DATA FOR THIS TASK:
..........

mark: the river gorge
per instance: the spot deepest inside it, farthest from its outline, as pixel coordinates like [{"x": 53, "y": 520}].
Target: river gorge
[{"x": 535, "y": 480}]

..........

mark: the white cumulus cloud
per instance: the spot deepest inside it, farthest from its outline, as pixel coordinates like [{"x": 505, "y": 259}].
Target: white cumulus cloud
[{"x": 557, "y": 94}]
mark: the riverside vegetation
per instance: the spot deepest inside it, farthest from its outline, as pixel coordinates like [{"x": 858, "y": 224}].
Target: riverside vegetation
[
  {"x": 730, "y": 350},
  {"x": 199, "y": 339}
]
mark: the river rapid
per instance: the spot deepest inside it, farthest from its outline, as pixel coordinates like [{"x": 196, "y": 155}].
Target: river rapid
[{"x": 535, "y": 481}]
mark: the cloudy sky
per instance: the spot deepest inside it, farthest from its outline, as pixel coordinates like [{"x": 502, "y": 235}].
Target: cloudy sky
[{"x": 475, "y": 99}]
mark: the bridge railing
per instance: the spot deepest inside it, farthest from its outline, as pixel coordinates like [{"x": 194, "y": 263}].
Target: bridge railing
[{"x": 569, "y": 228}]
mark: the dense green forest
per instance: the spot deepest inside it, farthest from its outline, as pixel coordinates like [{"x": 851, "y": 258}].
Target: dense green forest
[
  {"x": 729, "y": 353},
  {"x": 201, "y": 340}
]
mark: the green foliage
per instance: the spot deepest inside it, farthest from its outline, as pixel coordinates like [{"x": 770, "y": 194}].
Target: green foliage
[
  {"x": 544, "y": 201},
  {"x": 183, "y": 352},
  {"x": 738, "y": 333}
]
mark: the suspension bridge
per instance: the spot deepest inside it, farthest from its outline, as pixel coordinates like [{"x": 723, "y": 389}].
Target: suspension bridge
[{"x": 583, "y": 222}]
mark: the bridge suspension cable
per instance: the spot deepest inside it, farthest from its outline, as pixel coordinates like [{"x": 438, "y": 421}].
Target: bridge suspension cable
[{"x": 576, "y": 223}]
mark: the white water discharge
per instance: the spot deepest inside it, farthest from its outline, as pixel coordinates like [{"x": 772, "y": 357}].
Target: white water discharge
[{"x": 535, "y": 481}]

..........

STATED EXERCISE: Can you pull out every line of the items above that contains the string "cloudy", matching case exactly?

EXERCISE ANSWER:
mark: the cloudy sky
Target: cloudy sky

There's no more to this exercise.